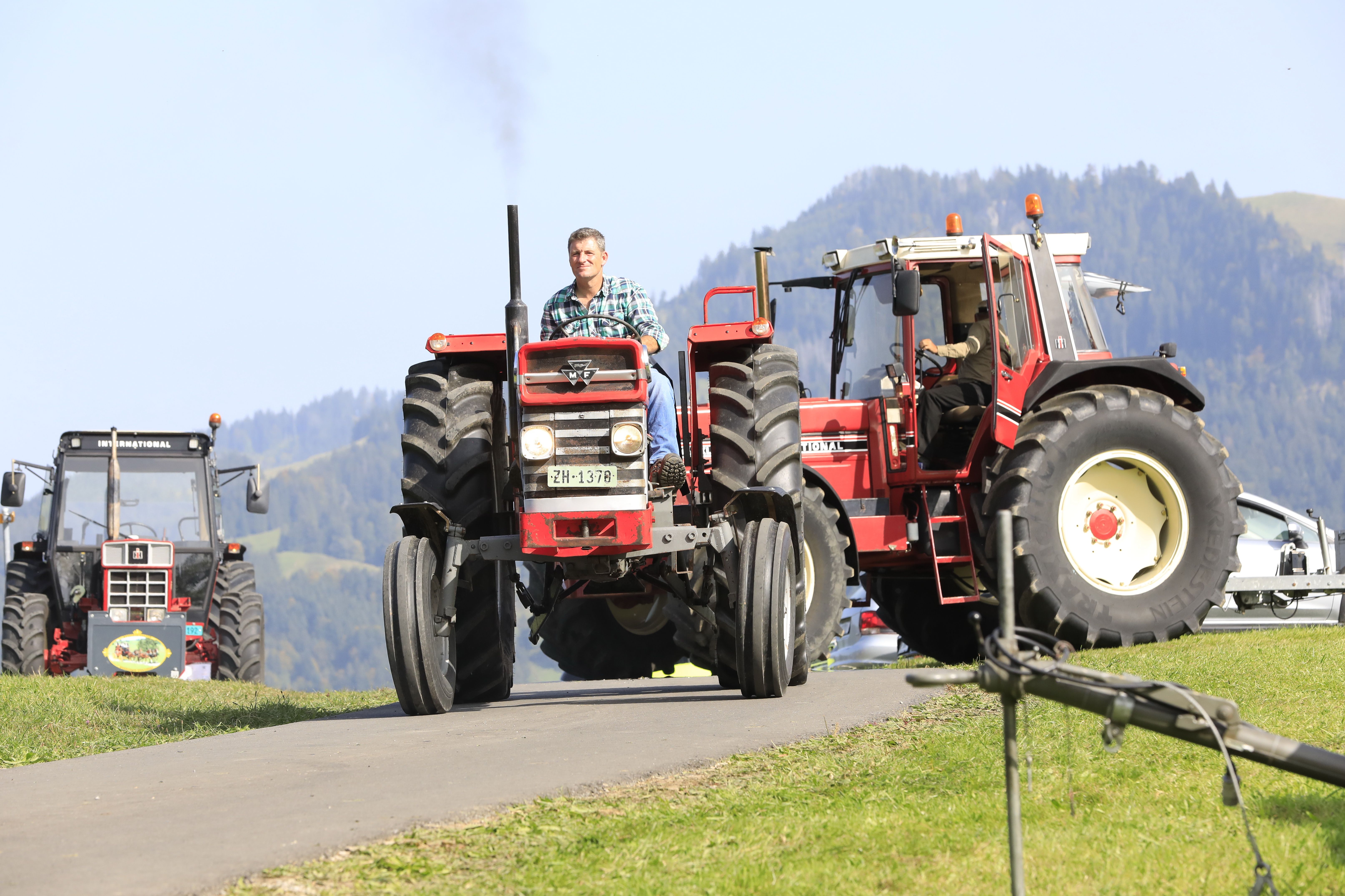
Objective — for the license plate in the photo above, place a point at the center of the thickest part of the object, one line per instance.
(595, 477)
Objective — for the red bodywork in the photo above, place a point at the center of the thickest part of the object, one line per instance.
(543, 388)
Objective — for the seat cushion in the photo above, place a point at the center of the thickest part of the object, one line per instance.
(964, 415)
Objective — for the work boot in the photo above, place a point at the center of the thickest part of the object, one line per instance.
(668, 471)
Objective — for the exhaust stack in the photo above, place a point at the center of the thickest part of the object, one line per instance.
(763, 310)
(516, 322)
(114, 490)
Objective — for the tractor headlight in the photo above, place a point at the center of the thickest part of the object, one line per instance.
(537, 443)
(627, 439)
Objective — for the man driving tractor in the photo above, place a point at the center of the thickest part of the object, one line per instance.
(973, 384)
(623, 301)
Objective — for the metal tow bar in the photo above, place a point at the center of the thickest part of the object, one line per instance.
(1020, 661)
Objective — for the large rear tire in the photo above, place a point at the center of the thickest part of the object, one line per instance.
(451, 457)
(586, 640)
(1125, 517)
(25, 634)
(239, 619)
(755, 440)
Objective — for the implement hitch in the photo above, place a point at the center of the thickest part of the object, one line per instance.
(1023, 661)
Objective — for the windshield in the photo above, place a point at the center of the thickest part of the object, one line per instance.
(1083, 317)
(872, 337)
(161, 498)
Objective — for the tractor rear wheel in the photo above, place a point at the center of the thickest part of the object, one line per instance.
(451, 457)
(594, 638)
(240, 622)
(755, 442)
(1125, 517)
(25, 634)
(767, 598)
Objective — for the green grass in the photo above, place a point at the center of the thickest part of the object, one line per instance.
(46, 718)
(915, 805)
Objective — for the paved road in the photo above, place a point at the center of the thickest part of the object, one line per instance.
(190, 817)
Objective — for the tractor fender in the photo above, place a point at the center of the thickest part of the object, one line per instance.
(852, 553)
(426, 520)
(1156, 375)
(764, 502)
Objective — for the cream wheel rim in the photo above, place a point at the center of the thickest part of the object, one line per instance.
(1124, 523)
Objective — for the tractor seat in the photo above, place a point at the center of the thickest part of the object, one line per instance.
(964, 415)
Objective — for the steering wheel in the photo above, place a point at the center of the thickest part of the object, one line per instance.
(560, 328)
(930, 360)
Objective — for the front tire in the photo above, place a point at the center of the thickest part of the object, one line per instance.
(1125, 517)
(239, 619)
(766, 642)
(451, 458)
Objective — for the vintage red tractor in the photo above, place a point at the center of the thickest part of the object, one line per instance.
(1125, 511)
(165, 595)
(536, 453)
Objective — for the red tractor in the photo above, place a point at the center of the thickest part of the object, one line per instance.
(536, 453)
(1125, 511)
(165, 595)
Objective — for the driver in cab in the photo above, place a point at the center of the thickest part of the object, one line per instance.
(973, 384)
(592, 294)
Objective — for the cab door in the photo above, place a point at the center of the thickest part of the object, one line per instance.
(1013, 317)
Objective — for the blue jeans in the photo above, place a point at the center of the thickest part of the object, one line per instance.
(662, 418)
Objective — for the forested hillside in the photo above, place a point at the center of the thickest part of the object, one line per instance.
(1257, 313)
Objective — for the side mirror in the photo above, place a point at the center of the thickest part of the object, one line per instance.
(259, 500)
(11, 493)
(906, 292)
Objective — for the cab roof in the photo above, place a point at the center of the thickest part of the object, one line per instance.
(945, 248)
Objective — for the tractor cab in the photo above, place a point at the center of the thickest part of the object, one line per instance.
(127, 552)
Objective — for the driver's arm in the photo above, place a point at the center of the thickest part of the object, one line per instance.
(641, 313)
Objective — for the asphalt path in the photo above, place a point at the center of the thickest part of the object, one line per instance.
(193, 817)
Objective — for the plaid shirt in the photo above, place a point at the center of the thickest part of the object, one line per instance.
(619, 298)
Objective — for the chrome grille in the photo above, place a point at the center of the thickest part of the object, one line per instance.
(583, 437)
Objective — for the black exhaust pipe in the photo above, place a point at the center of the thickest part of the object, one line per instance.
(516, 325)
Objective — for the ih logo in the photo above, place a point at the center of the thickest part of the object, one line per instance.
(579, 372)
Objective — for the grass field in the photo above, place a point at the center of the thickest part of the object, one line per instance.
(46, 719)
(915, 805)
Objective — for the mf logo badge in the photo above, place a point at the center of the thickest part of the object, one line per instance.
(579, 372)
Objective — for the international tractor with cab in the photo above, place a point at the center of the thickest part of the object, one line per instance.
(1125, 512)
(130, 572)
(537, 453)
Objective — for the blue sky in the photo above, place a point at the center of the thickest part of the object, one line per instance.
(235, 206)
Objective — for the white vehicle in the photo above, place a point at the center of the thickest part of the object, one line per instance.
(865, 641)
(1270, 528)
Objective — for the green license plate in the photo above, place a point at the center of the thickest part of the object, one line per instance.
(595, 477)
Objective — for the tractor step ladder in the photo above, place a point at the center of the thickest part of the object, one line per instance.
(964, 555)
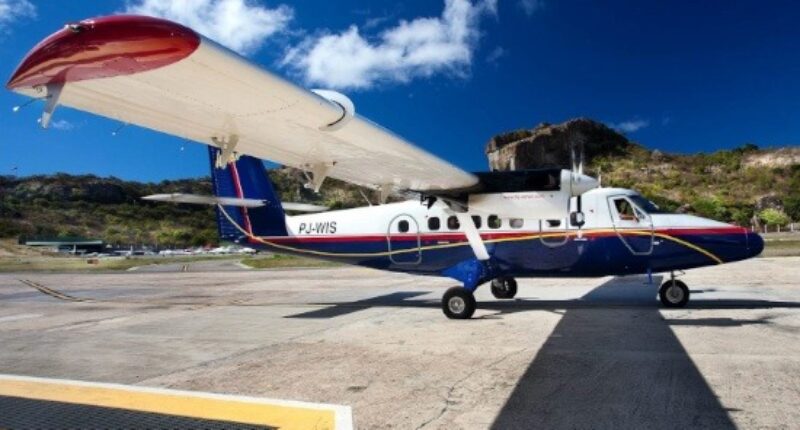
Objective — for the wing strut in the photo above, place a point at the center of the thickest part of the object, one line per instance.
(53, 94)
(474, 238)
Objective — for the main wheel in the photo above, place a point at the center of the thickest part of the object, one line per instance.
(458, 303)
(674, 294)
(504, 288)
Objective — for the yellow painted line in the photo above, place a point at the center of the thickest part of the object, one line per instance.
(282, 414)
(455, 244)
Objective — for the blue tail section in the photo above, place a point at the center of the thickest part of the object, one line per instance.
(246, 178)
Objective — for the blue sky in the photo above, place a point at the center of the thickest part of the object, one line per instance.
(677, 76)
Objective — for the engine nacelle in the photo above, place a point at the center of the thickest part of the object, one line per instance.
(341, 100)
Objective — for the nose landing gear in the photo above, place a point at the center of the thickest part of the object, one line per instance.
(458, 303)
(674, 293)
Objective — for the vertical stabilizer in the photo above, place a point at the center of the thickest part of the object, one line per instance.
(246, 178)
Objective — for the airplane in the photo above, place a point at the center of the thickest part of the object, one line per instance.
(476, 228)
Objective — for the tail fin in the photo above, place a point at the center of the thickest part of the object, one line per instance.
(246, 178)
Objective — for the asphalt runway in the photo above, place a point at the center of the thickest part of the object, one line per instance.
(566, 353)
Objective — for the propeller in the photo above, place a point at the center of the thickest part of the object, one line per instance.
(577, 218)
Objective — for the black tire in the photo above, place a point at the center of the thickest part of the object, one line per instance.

Problem details:
Strip out the pictures and repeat the listing above exactly.

Reply:
Objective — for the license plate in the photo above, place a point at the center of the thickest part of the object, one line per instance.
(595, 477)
Objective — for the red bodywork in the photo above, place a point at the center of the thickest part of the object, one line per instance.
(543, 388)
Objective — for the seat cushion in the photo above, place a point at the center of the thickest part of the object, one line per instance.
(964, 415)
Objective — for the work boot in the photo above, place a point at the center of the thickest part of the object, one line per instance.
(668, 471)
Objective — for the exhaust stack in the photo above, place a point at the center of the thickest part of the object, one line per instance.
(763, 310)
(516, 322)
(114, 490)
Objective — for the tractor headlight in the photo above, place a point at the center of the thickest part of the object, one line per instance.
(537, 443)
(627, 439)
Objective — for the man driving tractor in the photo above, place a point at the center of the thickest part of the object, one line per instance.
(973, 384)
(623, 301)
Objective — for the metal tow bar in the photo above, place a point at the center of the thickest part of the object, one line per instance.
(1020, 661)
Objective — for the large rear tire in the photo above, place a point at the center of the thickest part of the object, one line per instance.
(451, 457)
(586, 640)
(1125, 517)
(25, 634)
(239, 619)
(755, 440)
Objective — for the implement hitch in the photo above, place a point at the center of the thickest part of the object, one line per instance.
(1023, 661)
Objective — for the windshield in the photo above, place a point at the center of the thickest part of the object, one line per instance.
(1083, 317)
(872, 337)
(161, 498)
Objective — for the tractor rear wheel in the photo above, place a point at the center of the thickest part of the object, one line per instance.
(451, 457)
(594, 638)
(240, 622)
(755, 442)
(1125, 517)
(25, 634)
(767, 598)
Objective — for the green grass in the photo above, place a point at the center of the thickest part of the object, one line per instance.
(46, 718)
(915, 805)
Objective — for the paved road in the photo above, place a point at the center of the thickest part of the object, one line per instance.
(190, 817)
Objective — for the tractor fender in the photo above, place a point at the center of the thickest part of the object, one line per instance.
(852, 553)
(426, 520)
(1156, 375)
(764, 502)
Objective — for the cream wheel rim in the photo above, place a point at the center of the thickest part of the object, one line per instance.
(1124, 523)
Objective — for the tractor seat in the photo above, place a point at the center of the thickest part of the object, one line per instance.
(964, 415)
Objective — for the steering wheel in the photo above, place a point at the center of the thickest part of the object, one line per instance.
(560, 328)
(930, 360)
Objective — for the front tire in the photo above, place a point at the center of the thickest part of the object, one line per instance.
(1125, 517)
(239, 619)
(766, 642)
(451, 458)
Objective — for the vintage red tractor in the photo above, place a point at the center of the thickest part of the object, one line per instance.
(1125, 511)
(165, 595)
(536, 453)
Objective — for the red tractor in the photo above, place a point at the center of the thickest part of the object, one line per instance.
(536, 453)
(1125, 511)
(165, 595)
Objective — for the driver in cab in the photo above, place a point at the center of the thickest part of the object, one line per instance.
(973, 384)
(592, 294)
Objective — for the cab door in the photo above, place a point at the center of the thickest part of the object, one line per instance.
(1013, 317)
Objective — for the blue jeans in the photo above, place a point at the center of the thickest part of the object, one line per instance.
(662, 418)
Objective — for the forested hillside in the photo above, place a point at the center of the thickest part of the object, one line per instance.
(1257, 313)
Objective — for the side mirror in the photo above, place a point at the center of the thickest part of the object, one line per instance.
(259, 500)
(11, 493)
(906, 292)
Objective — for the cab roof in the photo above, place a point at the center of the thickest part of the object, one line per instance.
(945, 248)
Objective — for the tractor cab in the photo above, place a point at the center of the thickest part of the object, one line per instance.
(127, 552)
Objective — for the driver's arm in the photo above, place a point at the center of the thickest part of the object, one line per instance.
(641, 313)
Objective — for the asphalt path in the photo above, place a point at the center of the thickest part of the object, one line per instance.
(193, 817)
Objective — for the plaid shirt in the photo above, place a point at the center of the thickest part of the object, one line per instance.
(619, 298)
Objective — for the chrome grille in the photo above, place a point at the center of the thickest part of the object, one line per instance.
(583, 437)
Objective — for the black exhaust pipe in the photo above, place a point at the center of the thickest part of the object, one line per instance.
(516, 325)
Objective — for the ih logo in the photo above, place a point at the center of the thickest part of the object, one line per instance.
(579, 372)
Objective — for the grass field in the photo above, place a point at the center of the thickest part of the object, one line per instance.
(46, 719)
(915, 805)
Objective — for the mf logo badge in the photo above, place a point at the center of the thickest part of the object, one line per instance.
(579, 372)
Objective — for the international tractor with cab in the photo above, place a point at the center of the thickest part of the object, one line per instance.
(1125, 512)
(130, 572)
(537, 453)
Objective — for the blue sky in the photo above, place a point at the center of the thickest part of the object, one line per instance.
(235, 206)
Objective — for the white vehicle in the photo above, place a point at the center of the thickest part of the object, one line per instance.
(865, 641)
(1270, 528)
Objective — for the green license plate in the photo above, place a point at the center of the thickest part of the object, one line per instance.
(595, 477)
Objective — for the tractor step ladder in the photo above, place a point at the center of the thickest part of the object, one line per instance.
(964, 555)
Objective — for the wing strut in the photo above, place a point at the center of the thickest part of the object, one line per instance.
(53, 94)
(474, 238)
Objective — for the main wheel in the photo above, place a point at the center of the thickest part of the object, one line per instance.
(458, 303)
(674, 294)
(504, 288)
Objective — for the yellow painted line in the photo above, place a point at the center of the thickest part of the object, one line per instance.
(282, 414)
(455, 244)
Objective — for the blue tail section in the photo above, place a point at the center of the thickest part of the object, one line per instance.
(246, 178)
Objective — for the blue sky in the photo above, place a point at the center of the thickest part of the object, one line per instance.
(677, 76)
Objective — for the engine nacelle in the photo above, place a point at the center of the thickest part of the object, one line per instance.
(341, 100)
Objective — for the nose landing gear in the photo above, place a point at the center of the thickest part of the object, one line per instance.
(458, 303)
(674, 293)
Objective — for the vertical stabilizer in the photo above, place a point at the center of the thickest part of the object, one line per instance.
(246, 178)
Objective — for the airplane in the photo above, place a point at the center of the thickest part of the object, one line per instance.
(476, 228)
Objective — for the tail fin in the photo above, place a point at the center of the thickest part of the object, one line per instance.
(246, 178)
Objective — for the asphalt runway in the photo above, place a point at the center of the thickest part of the object, one line per instance.
(566, 353)
Objective — for the propeller in the photo above, place a point at the center of the thickest part of the object, one line per instance.
(577, 218)
Objective — for the black tire in the photo above, place a point at the center of the thickest part of the object, one line per instance.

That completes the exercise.